Given request: How many lines in the records below contain the string "blue"? Reply with the number alone.

[Excerpts from point annotation data]

____________

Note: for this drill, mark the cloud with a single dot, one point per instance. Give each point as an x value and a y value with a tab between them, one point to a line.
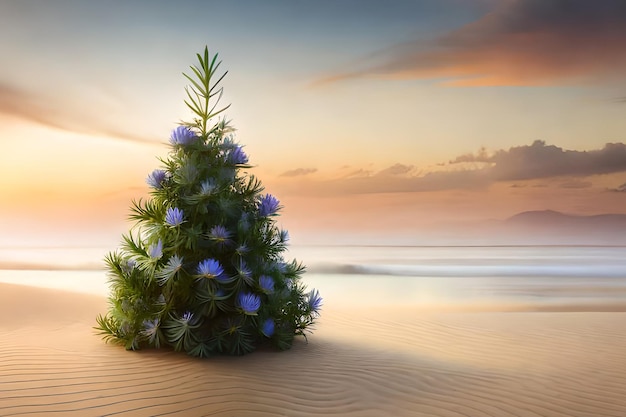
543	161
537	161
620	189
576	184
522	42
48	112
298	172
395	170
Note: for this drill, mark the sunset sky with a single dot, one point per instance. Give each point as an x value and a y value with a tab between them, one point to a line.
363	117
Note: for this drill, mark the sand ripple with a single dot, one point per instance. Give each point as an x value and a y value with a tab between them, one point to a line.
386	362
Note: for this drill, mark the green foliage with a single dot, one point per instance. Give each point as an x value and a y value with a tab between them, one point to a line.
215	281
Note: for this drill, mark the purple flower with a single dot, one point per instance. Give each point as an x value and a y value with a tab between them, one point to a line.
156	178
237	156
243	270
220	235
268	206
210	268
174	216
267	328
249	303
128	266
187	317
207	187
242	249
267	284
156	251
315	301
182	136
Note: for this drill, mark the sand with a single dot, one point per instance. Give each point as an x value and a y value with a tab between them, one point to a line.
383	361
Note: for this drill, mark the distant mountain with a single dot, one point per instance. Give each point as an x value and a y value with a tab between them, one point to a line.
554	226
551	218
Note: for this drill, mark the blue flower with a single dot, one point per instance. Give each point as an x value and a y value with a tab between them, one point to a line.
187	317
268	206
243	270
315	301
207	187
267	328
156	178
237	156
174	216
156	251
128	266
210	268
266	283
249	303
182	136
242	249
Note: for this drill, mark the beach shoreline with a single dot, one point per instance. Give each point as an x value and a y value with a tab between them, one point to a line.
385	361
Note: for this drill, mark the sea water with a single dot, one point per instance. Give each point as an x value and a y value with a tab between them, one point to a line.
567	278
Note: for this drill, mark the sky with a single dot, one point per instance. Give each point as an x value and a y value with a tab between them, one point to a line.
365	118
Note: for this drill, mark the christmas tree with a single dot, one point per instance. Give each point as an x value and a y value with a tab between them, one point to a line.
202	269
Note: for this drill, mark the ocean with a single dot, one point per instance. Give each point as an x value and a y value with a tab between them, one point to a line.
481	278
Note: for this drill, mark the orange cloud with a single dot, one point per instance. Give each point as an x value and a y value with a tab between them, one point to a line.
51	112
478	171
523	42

____________

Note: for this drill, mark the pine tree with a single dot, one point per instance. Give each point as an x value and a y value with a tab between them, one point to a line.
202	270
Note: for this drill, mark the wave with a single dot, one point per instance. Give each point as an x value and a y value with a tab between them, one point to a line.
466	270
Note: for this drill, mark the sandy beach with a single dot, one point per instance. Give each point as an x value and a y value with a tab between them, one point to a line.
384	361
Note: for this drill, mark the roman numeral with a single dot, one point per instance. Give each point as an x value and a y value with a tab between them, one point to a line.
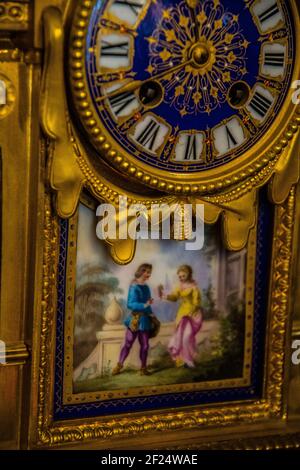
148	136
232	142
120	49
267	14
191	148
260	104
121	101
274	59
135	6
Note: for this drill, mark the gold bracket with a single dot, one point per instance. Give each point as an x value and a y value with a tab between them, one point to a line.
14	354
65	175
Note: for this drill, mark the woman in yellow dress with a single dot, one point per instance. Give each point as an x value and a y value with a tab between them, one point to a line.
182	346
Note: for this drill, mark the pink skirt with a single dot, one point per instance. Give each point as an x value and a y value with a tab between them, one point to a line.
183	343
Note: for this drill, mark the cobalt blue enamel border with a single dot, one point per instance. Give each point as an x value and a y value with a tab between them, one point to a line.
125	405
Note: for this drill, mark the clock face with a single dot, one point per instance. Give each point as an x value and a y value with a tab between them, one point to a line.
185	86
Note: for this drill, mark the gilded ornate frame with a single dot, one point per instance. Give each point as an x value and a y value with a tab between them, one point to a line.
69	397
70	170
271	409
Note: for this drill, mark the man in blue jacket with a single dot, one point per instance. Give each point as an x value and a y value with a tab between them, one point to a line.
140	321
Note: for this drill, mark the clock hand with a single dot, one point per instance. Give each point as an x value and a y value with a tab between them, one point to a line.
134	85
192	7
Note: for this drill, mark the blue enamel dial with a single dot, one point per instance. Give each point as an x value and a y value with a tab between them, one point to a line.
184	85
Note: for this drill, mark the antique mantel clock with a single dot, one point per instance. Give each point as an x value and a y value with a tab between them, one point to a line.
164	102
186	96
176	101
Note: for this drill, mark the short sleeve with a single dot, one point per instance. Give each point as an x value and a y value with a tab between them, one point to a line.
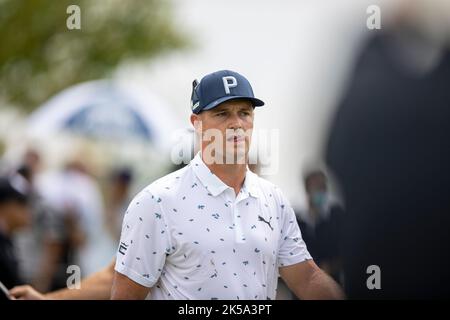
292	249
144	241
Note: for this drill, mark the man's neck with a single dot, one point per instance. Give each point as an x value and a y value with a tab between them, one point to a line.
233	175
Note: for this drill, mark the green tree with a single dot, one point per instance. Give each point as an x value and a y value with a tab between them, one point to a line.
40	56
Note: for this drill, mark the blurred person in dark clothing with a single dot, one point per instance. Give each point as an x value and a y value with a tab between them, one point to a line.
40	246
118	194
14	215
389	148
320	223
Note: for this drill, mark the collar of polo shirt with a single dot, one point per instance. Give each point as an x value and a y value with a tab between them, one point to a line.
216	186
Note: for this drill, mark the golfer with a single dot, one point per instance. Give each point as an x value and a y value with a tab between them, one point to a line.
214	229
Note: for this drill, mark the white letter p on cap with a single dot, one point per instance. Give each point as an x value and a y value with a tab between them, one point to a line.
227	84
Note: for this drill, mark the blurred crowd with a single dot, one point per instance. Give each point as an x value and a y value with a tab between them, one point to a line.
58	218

____________

Full response: 4